Records drawn from a dataset>
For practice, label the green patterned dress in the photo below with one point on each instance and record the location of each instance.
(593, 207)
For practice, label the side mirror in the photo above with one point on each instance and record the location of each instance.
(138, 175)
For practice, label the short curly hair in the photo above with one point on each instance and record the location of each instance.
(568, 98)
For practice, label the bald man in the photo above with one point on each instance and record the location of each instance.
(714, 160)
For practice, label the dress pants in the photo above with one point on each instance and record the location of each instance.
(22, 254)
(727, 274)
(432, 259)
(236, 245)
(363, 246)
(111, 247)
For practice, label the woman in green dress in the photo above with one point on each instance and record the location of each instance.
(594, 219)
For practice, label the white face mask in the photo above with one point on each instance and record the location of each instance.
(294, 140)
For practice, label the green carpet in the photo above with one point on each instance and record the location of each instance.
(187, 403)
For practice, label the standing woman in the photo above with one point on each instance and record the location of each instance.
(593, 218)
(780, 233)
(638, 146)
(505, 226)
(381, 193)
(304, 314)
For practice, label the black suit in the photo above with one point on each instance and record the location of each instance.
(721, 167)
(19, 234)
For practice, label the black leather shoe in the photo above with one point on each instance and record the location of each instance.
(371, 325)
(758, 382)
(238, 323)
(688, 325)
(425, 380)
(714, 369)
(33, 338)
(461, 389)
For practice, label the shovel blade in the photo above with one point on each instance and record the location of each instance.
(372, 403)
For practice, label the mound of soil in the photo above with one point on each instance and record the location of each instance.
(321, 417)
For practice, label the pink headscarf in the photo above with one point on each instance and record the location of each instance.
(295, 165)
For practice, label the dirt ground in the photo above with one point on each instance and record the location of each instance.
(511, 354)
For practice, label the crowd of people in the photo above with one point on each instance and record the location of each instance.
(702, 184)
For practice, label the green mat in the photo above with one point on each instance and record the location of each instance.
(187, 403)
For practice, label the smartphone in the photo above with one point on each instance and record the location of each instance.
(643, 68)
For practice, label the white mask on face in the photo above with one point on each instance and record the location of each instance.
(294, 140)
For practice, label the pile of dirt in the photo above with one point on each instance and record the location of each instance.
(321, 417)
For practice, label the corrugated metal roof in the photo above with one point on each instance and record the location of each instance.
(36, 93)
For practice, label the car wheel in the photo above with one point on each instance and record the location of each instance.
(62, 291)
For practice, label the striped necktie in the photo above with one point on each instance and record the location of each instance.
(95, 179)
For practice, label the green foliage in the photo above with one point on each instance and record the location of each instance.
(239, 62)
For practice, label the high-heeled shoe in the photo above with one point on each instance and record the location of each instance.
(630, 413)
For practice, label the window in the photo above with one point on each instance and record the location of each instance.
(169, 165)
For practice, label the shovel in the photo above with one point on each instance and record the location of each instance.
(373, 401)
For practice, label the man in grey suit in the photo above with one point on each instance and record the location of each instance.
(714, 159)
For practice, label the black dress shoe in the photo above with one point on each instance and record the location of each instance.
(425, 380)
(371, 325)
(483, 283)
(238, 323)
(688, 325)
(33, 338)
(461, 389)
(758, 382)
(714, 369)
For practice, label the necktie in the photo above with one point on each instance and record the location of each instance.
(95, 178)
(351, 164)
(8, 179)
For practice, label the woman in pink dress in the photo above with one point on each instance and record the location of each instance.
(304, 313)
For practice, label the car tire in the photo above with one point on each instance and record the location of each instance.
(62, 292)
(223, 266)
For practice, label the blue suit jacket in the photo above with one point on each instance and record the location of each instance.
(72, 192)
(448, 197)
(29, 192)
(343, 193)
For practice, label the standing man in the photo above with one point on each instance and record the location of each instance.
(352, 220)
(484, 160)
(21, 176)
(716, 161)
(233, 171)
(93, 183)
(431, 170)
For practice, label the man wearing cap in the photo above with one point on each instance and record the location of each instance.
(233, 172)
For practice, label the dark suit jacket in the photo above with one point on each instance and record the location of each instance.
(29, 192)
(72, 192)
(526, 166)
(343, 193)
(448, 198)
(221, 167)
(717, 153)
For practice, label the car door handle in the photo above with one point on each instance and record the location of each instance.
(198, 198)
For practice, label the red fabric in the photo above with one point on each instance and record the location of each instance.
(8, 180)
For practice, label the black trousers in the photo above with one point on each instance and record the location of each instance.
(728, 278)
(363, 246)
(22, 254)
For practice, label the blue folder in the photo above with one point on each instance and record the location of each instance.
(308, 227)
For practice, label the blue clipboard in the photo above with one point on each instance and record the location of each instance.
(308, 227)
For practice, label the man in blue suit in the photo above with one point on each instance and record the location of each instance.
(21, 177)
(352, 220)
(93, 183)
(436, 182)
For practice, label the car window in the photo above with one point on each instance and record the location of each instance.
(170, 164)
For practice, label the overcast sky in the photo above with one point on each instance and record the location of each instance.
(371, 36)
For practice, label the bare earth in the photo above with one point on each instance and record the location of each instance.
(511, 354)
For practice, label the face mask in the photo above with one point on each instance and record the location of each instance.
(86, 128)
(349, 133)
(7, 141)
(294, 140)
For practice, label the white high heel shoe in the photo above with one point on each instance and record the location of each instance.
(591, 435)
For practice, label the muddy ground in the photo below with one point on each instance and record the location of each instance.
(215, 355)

Required work>
Only the lines from the line with "For practice, label the overcast" to the final line of the entries are to be returned, each exactly as written, both ends included.

Response below>
For practice, label the overcast sky in the photo above with one point on each instance and record the location of each instance.
(371, 36)
For practice, label the bare earth in the photo above with one point on each instance and record the location of each instance.
(511, 354)
For practice, label the face mask in the photo above with one point on each instance and record the location of each instance.
(86, 128)
(349, 133)
(7, 141)
(294, 140)
For practice, label the white high heel shoe in the photo above with one point on each instance and record the location of each instance.
(591, 435)
For practice, label the muddy ground in the photo below with one point on each instance and record the location of each instance.
(215, 355)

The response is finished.